Natural-language object grounding data:
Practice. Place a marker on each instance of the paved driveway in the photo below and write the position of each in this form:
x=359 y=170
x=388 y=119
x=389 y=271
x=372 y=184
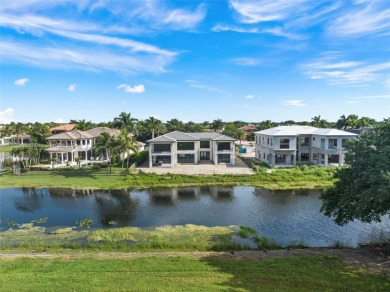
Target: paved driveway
x=200 y=169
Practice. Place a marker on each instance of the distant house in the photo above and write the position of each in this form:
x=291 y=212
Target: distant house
x=20 y=139
x=291 y=145
x=63 y=128
x=67 y=146
x=249 y=128
x=191 y=148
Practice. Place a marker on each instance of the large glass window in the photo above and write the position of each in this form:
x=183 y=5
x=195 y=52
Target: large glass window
x=204 y=144
x=223 y=158
x=185 y=146
x=222 y=146
x=161 y=148
x=185 y=158
x=284 y=143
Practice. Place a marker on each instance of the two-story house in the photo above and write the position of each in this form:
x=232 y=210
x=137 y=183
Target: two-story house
x=190 y=148
x=289 y=145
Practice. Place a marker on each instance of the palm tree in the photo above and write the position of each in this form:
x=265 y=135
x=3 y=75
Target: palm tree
x=104 y=144
x=353 y=121
x=126 y=144
x=154 y=125
x=82 y=125
x=342 y=122
x=217 y=125
x=125 y=121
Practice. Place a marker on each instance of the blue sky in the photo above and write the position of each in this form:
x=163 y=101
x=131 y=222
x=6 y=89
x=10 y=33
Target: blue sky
x=194 y=60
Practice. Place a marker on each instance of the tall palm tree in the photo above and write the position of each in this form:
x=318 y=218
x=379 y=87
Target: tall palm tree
x=217 y=125
x=154 y=125
x=104 y=144
x=125 y=121
x=353 y=121
x=126 y=144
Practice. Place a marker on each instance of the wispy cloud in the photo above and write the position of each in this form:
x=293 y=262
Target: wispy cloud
x=132 y=89
x=7 y=116
x=81 y=58
x=199 y=85
x=21 y=81
x=383 y=96
x=293 y=102
x=339 y=72
x=251 y=62
x=277 y=31
x=72 y=87
x=367 y=18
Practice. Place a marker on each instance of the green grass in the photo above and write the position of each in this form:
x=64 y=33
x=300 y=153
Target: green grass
x=185 y=273
x=289 y=178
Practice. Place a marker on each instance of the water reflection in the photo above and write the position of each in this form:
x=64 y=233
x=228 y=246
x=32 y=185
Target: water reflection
x=285 y=216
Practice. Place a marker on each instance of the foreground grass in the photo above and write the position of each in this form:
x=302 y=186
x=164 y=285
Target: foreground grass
x=27 y=237
x=291 y=178
x=185 y=273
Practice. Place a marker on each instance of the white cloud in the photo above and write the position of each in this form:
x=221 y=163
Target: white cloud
x=132 y=89
x=368 y=18
x=199 y=85
x=341 y=72
x=7 y=116
x=21 y=82
x=72 y=87
x=293 y=102
x=277 y=31
x=251 y=62
x=42 y=56
x=184 y=19
x=250 y=11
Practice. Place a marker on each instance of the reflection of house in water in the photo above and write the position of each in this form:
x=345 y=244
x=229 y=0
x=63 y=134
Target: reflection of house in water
x=222 y=193
x=282 y=196
x=163 y=196
x=115 y=206
x=69 y=193
x=188 y=193
x=31 y=200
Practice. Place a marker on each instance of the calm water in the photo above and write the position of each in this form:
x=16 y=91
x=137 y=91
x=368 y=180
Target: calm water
x=285 y=216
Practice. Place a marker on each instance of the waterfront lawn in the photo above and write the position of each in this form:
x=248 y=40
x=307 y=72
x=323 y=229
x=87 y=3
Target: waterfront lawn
x=289 y=178
x=185 y=273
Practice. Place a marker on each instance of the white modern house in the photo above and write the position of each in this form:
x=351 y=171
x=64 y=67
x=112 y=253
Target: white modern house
x=67 y=146
x=290 y=145
x=191 y=148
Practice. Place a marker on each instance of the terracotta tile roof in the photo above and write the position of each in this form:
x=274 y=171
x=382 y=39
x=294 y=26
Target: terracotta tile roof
x=63 y=128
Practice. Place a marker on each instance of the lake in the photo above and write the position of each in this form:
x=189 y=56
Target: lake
x=285 y=216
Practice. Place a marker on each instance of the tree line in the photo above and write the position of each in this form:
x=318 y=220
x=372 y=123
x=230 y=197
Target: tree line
x=149 y=128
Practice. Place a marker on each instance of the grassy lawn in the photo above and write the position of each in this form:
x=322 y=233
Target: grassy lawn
x=290 y=178
x=185 y=273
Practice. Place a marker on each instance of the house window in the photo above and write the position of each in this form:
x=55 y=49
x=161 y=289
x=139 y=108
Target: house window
x=204 y=144
x=332 y=143
x=223 y=158
x=161 y=148
x=280 y=159
x=284 y=143
x=224 y=146
x=185 y=158
x=305 y=141
x=185 y=145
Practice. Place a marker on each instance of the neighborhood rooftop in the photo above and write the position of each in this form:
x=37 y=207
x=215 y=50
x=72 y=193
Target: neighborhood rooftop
x=180 y=136
x=303 y=130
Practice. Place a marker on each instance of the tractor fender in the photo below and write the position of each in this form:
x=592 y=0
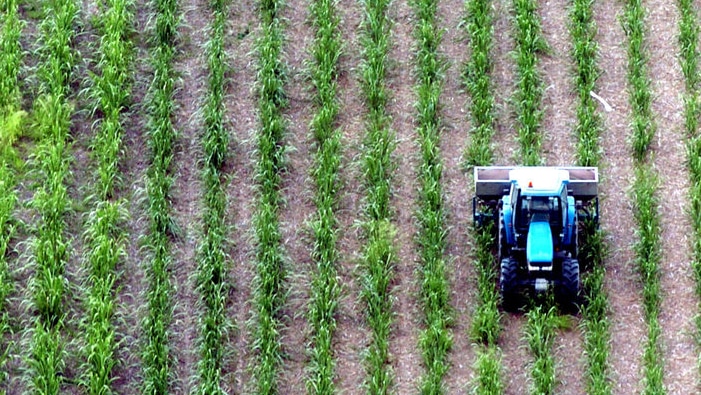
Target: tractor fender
x=507 y=212
x=570 y=230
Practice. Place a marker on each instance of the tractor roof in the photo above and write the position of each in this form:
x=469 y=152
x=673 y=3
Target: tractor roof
x=539 y=181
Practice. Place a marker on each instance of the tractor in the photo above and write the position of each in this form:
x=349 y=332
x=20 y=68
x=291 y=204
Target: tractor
x=538 y=213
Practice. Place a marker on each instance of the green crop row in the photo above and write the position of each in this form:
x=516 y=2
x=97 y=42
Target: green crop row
x=156 y=359
x=104 y=237
x=529 y=86
x=269 y=291
x=647 y=247
x=52 y=117
x=595 y=323
x=326 y=51
x=478 y=80
x=378 y=255
x=540 y=334
x=689 y=60
x=486 y=326
x=212 y=266
x=10 y=122
x=435 y=340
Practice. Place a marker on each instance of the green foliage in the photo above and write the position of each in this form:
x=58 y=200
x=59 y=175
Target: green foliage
x=52 y=117
x=325 y=286
x=212 y=265
x=639 y=83
x=156 y=359
x=645 y=185
x=529 y=86
x=268 y=291
x=435 y=340
x=477 y=77
x=377 y=165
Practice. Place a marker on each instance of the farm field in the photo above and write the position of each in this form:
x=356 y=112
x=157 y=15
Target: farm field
x=209 y=197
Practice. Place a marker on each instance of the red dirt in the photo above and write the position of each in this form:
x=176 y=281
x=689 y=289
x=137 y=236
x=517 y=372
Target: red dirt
x=621 y=283
x=679 y=302
x=457 y=189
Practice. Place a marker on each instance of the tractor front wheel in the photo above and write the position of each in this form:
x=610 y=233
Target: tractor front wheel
x=508 y=285
x=568 y=293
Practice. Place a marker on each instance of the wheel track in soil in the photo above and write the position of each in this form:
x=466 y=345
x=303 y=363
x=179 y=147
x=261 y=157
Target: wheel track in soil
x=679 y=305
x=515 y=357
x=621 y=283
x=405 y=357
x=240 y=103
x=131 y=304
x=559 y=142
x=457 y=191
x=352 y=334
x=190 y=66
x=19 y=252
x=297 y=191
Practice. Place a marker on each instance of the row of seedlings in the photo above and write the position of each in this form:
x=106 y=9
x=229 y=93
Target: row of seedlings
x=595 y=323
x=377 y=165
x=645 y=201
x=104 y=234
x=212 y=263
x=689 y=61
x=326 y=51
x=269 y=291
x=529 y=85
x=52 y=114
x=10 y=127
x=542 y=319
x=156 y=358
x=435 y=340
x=486 y=325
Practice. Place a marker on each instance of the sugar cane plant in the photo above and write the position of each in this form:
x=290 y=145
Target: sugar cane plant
x=540 y=335
x=529 y=86
x=486 y=325
x=52 y=116
x=646 y=202
x=10 y=129
x=377 y=165
x=480 y=30
x=435 y=339
x=595 y=323
x=269 y=291
x=689 y=61
x=104 y=236
x=212 y=266
x=156 y=359
x=326 y=51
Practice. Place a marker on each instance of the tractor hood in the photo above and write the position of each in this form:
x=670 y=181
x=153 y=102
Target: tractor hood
x=539 y=245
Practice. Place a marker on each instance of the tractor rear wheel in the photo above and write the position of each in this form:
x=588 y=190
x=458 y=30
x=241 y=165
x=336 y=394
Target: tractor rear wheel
x=568 y=293
x=508 y=285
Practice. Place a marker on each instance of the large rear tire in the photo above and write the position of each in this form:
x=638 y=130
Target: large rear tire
x=508 y=285
x=569 y=290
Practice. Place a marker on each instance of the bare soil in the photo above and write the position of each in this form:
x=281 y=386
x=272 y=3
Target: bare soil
x=621 y=283
x=680 y=305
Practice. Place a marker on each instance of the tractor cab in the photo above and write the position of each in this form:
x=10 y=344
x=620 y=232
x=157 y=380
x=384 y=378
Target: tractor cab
x=537 y=212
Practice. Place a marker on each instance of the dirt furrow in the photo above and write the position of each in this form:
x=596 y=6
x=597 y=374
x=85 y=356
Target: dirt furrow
x=457 y=191
x=187 y=191
x=621 y=283
x=297 y=191
x=352 y=334
x=131 y=284
x=679 y=304
x=404 y=351
x=240 y=119
x=515 y=358
x=559 y=149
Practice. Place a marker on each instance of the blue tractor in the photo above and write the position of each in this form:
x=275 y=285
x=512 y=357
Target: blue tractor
x=538 y=213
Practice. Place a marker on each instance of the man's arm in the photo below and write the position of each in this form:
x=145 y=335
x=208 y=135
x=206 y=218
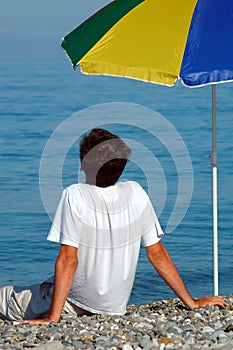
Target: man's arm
x=162 y=262
x=65 y=268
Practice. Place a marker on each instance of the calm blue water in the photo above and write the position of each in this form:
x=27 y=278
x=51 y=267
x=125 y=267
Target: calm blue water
x=37 y=96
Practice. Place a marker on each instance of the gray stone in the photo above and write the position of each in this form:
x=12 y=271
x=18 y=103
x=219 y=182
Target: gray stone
x=54 y=345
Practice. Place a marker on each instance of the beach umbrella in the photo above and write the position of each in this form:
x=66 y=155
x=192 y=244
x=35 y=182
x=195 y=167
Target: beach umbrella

YOUR TASK:
Check every line of the data for the word "below". The response is the count alone.

ANSWER BOX:
3